Task goal
Copy the records below word for word, starting with the line that contains "Q: For each instance of the stamen" and going on through the line that contains "x=243 y=187".

+++ Data extract

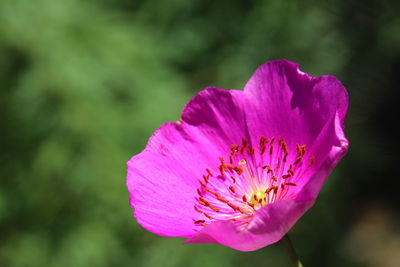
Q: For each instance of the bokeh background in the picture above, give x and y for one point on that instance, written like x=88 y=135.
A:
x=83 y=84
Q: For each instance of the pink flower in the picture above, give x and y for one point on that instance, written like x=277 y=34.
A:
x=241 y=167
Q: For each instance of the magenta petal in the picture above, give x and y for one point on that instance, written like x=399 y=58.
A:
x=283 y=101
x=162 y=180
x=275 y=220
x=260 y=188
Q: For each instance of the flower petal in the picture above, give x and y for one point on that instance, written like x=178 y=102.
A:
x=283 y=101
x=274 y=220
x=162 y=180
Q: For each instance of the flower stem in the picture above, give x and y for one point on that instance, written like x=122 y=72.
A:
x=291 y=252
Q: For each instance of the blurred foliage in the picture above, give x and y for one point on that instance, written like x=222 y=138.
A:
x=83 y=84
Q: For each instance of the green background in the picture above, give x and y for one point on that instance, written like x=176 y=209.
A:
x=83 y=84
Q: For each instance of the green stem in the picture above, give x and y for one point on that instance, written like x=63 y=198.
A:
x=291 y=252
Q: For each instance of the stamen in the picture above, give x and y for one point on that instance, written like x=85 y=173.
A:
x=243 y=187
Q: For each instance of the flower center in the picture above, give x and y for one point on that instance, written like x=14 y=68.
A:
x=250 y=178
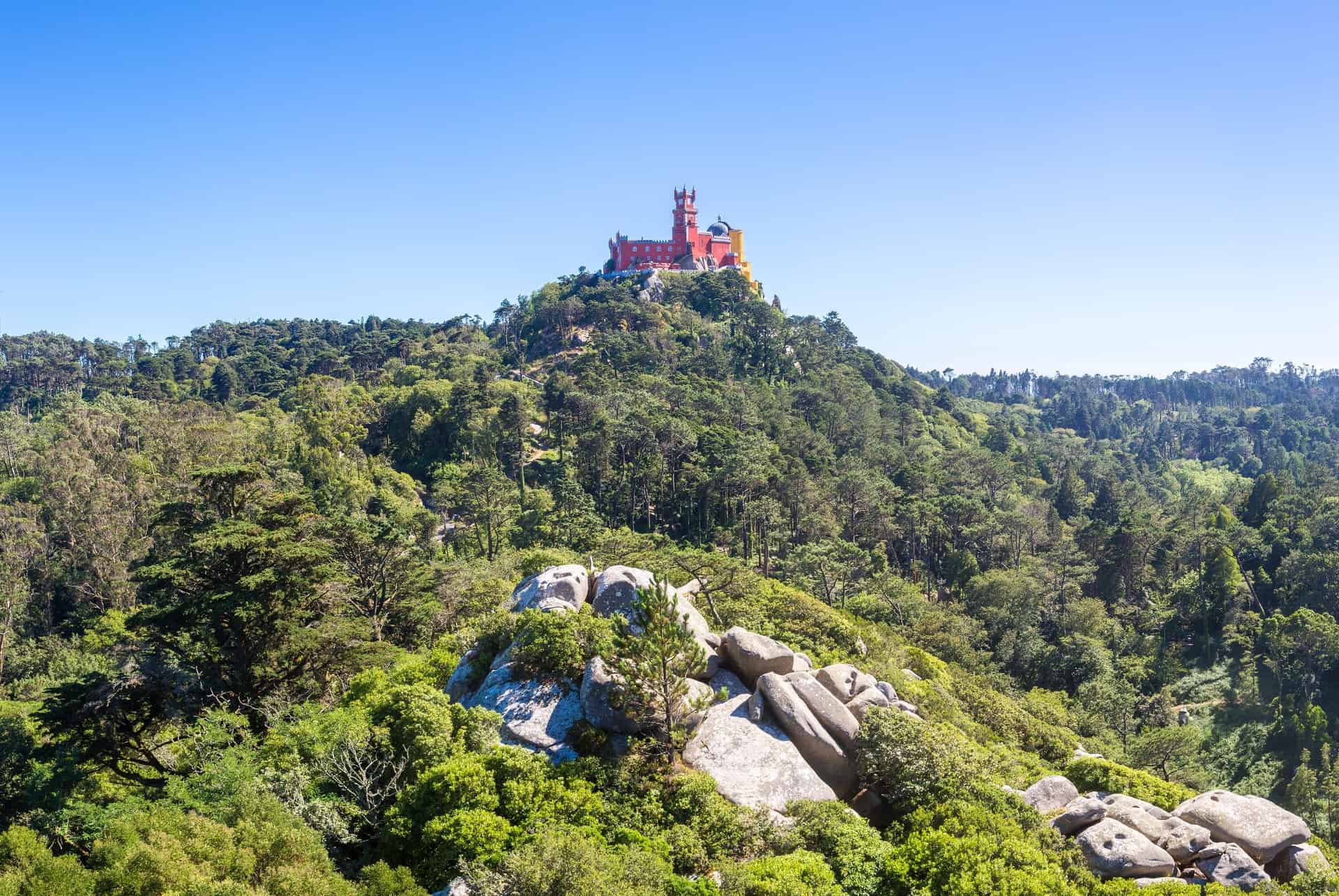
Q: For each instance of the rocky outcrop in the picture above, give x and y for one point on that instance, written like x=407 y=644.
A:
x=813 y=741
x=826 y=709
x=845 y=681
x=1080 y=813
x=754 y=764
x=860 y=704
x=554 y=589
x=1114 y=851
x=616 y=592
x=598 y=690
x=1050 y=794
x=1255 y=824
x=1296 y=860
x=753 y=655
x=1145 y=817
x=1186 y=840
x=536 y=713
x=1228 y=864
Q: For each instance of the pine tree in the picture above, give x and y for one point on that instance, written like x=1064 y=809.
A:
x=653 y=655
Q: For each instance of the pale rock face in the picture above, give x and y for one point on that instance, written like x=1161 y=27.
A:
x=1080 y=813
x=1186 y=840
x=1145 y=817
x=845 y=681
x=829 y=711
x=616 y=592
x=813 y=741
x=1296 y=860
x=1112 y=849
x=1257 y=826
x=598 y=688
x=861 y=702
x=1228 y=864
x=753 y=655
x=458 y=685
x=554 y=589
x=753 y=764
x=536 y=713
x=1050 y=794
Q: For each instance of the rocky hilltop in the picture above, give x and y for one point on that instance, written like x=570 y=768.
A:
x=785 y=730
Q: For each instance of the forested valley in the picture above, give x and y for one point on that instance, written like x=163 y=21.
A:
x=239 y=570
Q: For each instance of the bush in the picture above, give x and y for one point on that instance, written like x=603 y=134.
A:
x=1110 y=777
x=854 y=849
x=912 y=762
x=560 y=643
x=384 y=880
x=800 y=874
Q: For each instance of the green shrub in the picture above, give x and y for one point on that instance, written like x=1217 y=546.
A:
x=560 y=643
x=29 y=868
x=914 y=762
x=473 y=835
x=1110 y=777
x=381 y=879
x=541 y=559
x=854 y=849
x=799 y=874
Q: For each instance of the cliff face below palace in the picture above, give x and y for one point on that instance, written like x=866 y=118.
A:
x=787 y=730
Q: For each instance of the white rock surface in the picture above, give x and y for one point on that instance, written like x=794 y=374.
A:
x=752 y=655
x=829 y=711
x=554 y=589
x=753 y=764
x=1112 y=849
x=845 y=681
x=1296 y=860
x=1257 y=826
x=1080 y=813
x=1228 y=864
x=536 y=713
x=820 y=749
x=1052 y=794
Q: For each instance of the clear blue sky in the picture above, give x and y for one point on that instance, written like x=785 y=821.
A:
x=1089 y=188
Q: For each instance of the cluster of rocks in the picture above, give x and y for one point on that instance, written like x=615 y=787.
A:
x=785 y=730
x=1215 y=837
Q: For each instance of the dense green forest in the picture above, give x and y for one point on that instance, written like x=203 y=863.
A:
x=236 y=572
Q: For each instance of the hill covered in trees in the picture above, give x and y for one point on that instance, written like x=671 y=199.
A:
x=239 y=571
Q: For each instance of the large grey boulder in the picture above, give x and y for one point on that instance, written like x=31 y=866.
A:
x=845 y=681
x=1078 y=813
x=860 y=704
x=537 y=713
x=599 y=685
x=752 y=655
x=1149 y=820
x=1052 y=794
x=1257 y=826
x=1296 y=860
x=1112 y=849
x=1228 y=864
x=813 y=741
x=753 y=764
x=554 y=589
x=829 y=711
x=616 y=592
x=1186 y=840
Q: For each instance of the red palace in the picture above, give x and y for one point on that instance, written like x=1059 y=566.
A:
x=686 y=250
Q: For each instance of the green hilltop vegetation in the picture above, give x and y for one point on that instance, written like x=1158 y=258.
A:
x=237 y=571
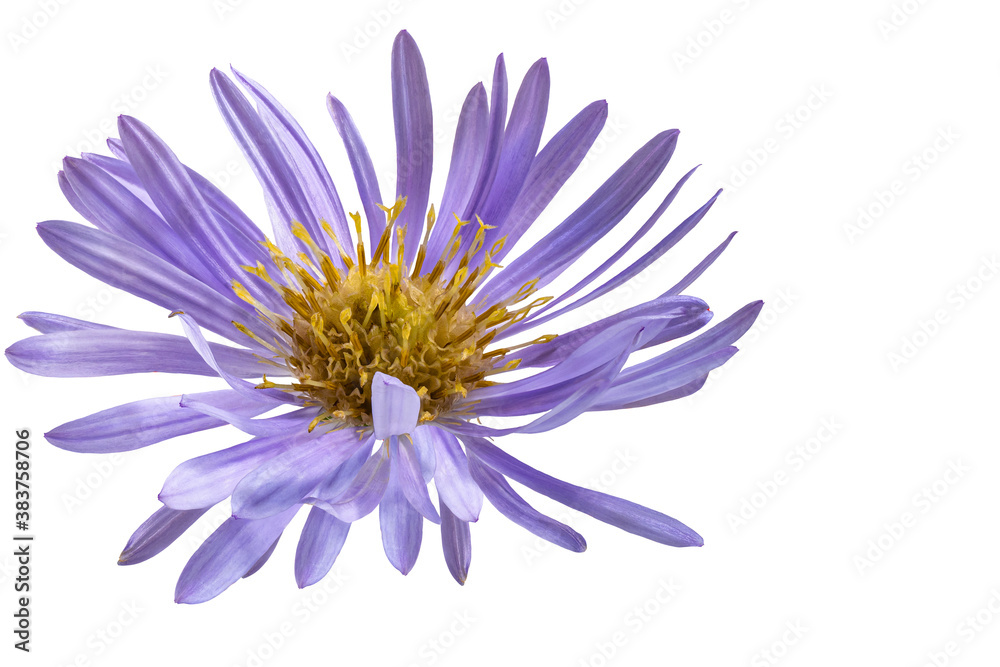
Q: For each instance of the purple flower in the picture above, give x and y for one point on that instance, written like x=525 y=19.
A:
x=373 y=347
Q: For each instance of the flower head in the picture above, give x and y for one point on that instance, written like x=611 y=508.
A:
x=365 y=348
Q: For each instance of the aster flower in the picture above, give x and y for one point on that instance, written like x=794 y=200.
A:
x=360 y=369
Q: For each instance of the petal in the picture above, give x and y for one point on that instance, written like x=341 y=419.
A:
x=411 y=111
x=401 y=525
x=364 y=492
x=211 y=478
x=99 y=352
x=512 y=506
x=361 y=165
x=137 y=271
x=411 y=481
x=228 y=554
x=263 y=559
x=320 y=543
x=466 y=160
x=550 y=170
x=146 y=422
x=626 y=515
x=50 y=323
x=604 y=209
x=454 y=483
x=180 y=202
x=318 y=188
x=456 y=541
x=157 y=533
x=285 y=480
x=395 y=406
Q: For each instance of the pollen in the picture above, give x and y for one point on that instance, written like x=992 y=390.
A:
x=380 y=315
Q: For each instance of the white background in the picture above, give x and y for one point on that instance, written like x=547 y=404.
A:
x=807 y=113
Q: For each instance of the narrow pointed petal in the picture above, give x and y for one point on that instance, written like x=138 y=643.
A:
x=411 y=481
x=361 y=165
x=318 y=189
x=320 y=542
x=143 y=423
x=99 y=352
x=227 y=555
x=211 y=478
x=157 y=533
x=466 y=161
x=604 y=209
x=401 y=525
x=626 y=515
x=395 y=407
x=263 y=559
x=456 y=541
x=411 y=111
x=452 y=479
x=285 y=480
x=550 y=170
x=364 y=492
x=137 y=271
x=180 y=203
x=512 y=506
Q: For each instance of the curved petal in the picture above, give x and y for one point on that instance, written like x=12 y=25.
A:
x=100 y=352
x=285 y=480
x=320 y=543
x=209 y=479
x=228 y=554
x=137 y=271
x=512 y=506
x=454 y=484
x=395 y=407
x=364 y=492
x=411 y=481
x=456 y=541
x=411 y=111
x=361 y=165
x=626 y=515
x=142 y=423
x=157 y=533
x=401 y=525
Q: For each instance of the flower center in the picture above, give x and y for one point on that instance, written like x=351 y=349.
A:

++++++

Expected answer
Q: For each instance of the stamen in the picture above, give x and y for one point on that instance, written like x=85 y=173.
A:
x=243 y=187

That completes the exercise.